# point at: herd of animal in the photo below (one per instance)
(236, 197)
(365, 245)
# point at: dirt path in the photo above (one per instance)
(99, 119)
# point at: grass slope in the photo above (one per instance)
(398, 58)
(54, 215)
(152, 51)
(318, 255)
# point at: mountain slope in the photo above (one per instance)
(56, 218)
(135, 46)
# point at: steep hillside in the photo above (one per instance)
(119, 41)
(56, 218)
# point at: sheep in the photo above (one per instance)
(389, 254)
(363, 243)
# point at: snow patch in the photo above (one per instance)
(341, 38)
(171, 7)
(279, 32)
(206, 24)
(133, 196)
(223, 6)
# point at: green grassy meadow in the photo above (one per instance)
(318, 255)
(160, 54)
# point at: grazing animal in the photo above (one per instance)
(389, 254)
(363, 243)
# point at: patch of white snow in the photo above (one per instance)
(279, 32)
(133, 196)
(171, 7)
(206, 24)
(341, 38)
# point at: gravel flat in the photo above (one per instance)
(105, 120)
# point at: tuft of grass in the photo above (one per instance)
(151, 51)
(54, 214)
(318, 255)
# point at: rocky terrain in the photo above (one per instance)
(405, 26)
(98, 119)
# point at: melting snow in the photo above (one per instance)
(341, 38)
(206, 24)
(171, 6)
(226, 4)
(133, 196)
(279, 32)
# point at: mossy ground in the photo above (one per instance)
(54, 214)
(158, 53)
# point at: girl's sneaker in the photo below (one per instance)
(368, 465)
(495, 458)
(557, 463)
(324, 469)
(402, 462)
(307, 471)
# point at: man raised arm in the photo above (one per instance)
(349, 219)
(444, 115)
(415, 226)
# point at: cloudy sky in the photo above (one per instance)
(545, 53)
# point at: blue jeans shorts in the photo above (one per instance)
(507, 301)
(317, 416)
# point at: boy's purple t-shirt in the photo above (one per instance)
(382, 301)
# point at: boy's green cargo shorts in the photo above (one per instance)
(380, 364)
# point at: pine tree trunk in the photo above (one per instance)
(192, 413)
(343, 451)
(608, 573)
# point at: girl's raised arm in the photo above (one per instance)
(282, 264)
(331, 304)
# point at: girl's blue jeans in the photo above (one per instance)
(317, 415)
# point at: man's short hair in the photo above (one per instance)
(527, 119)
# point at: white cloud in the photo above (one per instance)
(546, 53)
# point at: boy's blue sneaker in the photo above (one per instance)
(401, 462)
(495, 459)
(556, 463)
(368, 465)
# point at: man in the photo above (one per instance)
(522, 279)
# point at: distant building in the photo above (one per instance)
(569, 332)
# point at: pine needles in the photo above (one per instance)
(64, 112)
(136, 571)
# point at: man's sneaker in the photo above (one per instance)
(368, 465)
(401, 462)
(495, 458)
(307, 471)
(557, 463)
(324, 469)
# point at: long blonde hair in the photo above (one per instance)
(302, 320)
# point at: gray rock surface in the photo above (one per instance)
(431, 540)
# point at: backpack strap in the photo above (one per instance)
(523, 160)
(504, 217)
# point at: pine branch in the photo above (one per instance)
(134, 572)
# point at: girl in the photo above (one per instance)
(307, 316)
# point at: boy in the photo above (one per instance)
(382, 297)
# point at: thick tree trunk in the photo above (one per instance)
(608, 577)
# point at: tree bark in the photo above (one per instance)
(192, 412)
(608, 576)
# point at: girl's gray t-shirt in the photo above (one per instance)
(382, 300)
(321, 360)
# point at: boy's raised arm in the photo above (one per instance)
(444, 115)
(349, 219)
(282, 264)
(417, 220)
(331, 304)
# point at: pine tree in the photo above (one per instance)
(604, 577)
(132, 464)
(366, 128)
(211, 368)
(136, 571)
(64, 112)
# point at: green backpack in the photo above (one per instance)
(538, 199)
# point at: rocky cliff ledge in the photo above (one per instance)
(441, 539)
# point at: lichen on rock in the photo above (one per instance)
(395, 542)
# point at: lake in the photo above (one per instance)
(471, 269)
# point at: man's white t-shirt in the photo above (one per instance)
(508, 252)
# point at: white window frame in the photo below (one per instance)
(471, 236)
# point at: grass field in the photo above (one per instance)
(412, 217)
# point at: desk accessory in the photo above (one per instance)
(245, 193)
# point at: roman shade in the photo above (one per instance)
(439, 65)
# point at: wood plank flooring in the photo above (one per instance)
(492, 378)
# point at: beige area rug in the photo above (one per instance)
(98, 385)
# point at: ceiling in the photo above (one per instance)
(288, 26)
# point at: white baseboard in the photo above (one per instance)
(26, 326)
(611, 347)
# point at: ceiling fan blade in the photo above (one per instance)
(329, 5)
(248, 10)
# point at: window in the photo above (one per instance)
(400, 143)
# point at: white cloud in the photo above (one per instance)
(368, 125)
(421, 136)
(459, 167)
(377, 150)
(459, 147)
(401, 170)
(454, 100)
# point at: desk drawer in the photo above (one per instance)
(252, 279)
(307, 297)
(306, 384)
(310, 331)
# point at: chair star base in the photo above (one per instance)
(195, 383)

◆ WORK TO COMPLETE ◆
Which lines run from the one containing "# point at: man's white" to the end of the entries above? Quote exactly those, and only those.

◆ TASK SOLUTION ◆
# point at: man's white t-shirt in the photo above (one per instance)
(508, 252)
# point at: white window frame in the photo below (one per instance)
(471, 236)
# point at: grass field in the photo above (one per instance)
(412, 217)
# point at: desk accessory in the photo above (one per instance)
(245, 193)
# point at: roman shade in the photo above (one per instance)
(439, 65)
# point at: wood plank flooring in the photo above (one per instance)
(492, 378)
# point at: beige area rug in the photo above (one per instance)
(98, 385)
# point at: ceiling in the photo above (one per instance)
(288, 26)
# point at: white baseboard in the photo above (one per instance)
(26, 326)
(611, 347)
# point at: ceiling fan blade in the photo above (one per instance)
(329, 5)
(248, 10)
# point at: window in the photo above (one per instance)
(400, 143)
# point at: white cloud in the photo above (one per instance)
(368, 125)
(421, 136)
(459, 167)
(377, 150)
(459, 147)
(401, 170)
(454, 100)
# point at: desk drawer in the photo above (one per instance)
(252, 279)
(307, 297)
(306, 384)
(310, 331)
# point at: chair star base in the photo above (one per instance)
(195, 383)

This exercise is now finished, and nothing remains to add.